======== PROVIDED RECORDS
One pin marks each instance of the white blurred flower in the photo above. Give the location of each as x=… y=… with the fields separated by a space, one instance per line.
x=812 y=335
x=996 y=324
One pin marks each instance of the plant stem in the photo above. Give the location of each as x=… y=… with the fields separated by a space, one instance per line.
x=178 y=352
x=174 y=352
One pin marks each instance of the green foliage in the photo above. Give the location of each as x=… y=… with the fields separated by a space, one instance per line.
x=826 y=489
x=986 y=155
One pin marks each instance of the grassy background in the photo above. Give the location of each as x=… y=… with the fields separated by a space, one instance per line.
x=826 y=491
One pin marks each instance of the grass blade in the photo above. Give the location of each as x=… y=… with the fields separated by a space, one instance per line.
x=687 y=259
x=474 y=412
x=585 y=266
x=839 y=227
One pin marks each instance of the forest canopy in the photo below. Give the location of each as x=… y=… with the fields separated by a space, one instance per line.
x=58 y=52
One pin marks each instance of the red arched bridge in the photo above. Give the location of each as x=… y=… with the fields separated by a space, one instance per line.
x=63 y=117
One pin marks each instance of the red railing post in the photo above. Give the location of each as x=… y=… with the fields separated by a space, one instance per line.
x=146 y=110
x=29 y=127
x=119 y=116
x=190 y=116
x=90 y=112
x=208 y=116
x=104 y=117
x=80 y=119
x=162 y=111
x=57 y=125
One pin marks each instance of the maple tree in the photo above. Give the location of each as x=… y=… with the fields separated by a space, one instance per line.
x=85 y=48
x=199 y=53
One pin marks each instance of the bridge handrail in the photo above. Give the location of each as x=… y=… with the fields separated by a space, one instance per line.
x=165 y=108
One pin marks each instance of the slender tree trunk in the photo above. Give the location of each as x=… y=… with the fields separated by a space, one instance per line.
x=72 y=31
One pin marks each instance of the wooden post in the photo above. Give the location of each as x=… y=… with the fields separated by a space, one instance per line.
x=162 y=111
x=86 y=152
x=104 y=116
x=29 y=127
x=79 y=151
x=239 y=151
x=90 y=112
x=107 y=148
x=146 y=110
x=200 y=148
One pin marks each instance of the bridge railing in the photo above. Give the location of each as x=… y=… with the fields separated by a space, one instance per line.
================
▸ **TASK GOAL**: Reproduce the entries word for word, starting at the line that contains "One pin marks each instance of the forest" and ending at the last line of the entries.

▸ **EXERCISE OUTPUT**:
One pin marks each instance of the forest canopy in the photo below. Give the location of each as x=… y=… with the fields separated by a space, one instance per line.
x=58 y=52
One pin marks each instance of the red arched bridge in the photo above. Give the location of each as x=… y=… with the fields separated by a space, one instance per line.
x=63 y=117
One pin marks each instance of the red railing post in the photo above. Give the location of each as x=… y=… with the fields separated by a space, one instance per line.
x=146 y=110
x=29 y=127
x=119 y=116
x=190 y=116
x=90 y=112
x=208 y=116
x=104 y=117
x=80 y=119
x=162 y=111
x=57 y=125
One pin marks each instance of the maple tree in the photo above. Give the location of each as x=… y=… with the fields separated by a space, one instance per line.
x=85 y=48
x=199 y=53
One pin marks each instance of the bridge handrail in the photo above. Give the location of each as x=… y=… with the fields separated by a space, one instance per line.
x=165 y=108
One pin marks each instance of the slender tree trunk in the photo above. Give the location of each as x=… y=… with the fields separated by a space, one instance per line.
x=72 y=31
One pin marks each instance of the wooden post in the photo above. Give the location of each as x=… y=… with the fields separated by a space, one instance per line.
x=162 y=111
x=86 y=152
x=104 y=116
x=29 y=127
x=79 y=151
x=239 y=151
x=90 y=112
x=107 y=148
x=146 y=110
x=200 y=148
One pin marks each instance of the bridge railing in the photo above. Give the location of each as x=… y=… with the fields separated by a space, one instance per line.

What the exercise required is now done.